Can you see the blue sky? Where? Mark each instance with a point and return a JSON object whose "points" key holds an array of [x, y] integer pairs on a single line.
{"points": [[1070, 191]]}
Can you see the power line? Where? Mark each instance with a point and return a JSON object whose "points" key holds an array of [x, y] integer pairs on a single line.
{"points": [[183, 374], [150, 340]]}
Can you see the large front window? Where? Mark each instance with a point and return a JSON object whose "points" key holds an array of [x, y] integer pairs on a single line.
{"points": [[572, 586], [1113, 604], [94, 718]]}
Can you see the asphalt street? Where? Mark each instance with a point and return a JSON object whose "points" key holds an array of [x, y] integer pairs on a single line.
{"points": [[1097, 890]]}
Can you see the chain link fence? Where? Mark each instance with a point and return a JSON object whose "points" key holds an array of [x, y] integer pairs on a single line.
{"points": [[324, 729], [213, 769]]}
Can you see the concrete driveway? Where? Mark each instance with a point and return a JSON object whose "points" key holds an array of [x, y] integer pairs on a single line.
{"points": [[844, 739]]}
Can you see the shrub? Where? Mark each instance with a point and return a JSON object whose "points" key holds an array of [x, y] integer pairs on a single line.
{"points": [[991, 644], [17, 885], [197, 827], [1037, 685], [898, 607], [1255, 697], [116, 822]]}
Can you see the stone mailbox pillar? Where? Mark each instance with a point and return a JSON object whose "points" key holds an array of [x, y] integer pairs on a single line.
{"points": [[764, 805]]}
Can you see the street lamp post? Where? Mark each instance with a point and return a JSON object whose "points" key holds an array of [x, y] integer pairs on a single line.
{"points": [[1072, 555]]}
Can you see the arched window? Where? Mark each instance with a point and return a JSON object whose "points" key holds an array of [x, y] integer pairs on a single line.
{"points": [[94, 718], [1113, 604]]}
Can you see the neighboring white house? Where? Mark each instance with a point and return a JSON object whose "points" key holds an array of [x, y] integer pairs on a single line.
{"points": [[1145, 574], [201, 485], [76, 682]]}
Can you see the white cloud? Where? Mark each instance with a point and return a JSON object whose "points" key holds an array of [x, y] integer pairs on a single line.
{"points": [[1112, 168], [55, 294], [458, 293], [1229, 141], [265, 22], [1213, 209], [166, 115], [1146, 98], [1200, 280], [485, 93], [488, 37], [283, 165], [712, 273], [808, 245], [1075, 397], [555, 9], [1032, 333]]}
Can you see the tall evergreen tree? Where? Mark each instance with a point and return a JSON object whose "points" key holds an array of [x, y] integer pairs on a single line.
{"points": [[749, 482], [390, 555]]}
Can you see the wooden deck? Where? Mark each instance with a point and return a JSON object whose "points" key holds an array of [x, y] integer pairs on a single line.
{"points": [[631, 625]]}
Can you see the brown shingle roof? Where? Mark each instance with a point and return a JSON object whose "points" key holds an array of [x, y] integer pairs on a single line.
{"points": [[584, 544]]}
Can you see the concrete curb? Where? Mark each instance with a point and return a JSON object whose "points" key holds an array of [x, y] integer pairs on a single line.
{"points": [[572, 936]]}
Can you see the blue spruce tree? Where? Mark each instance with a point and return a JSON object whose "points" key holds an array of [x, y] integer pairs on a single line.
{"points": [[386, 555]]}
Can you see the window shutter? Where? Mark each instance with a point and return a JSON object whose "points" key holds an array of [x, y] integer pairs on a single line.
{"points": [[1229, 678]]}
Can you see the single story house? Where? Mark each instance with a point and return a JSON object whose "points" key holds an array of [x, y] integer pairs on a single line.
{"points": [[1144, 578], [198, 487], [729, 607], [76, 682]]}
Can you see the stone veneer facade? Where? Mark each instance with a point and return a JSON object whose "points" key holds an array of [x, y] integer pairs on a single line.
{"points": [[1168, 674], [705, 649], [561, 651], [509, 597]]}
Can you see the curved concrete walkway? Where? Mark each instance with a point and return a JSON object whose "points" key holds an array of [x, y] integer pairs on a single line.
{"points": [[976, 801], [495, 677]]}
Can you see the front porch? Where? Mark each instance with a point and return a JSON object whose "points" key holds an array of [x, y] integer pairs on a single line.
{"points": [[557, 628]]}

Stated problem:
Would you give again, word for word, every line from the one with "Can you see the window" through the final line of the listing above?

Full solution:
Can you see the window shutter? Where? Mark each instance with a point and return a JSON object whose "points" key holds an array of [x, y] integer pairs on a single line.
{"points": [[1229, 678]]}
Can you see the single story house? Where? Mark each instance with a point and return a JSON object whose "points" key holds an array of [x, y] integer pairs on a single line.
{"points": [[1144, 578], [198, 487], [729, 607], [76, 682]]}
Can you see the stone veneer facade? Where? Mark each instance with a point and return a JSON object whose "points" key holds an array of [x, y] integer pairs on a single line.
{"points": [[1168, 674], [705, 649], [561, 651], [509, 597]]}
Can you see the curved concrete walkway? Where? Mark each instance with a point and return a JSON object whose "points" key holds an array of [x, y] integer pairs on a single line.
{"points": [[976, 801], [495, 677]]}
Can you see the front porch? Where? Mark each instance with a point and return a JSON object whose "points" key holds an array of [x, y] integer pairs on a single line.
{"points": [[557, 628]]}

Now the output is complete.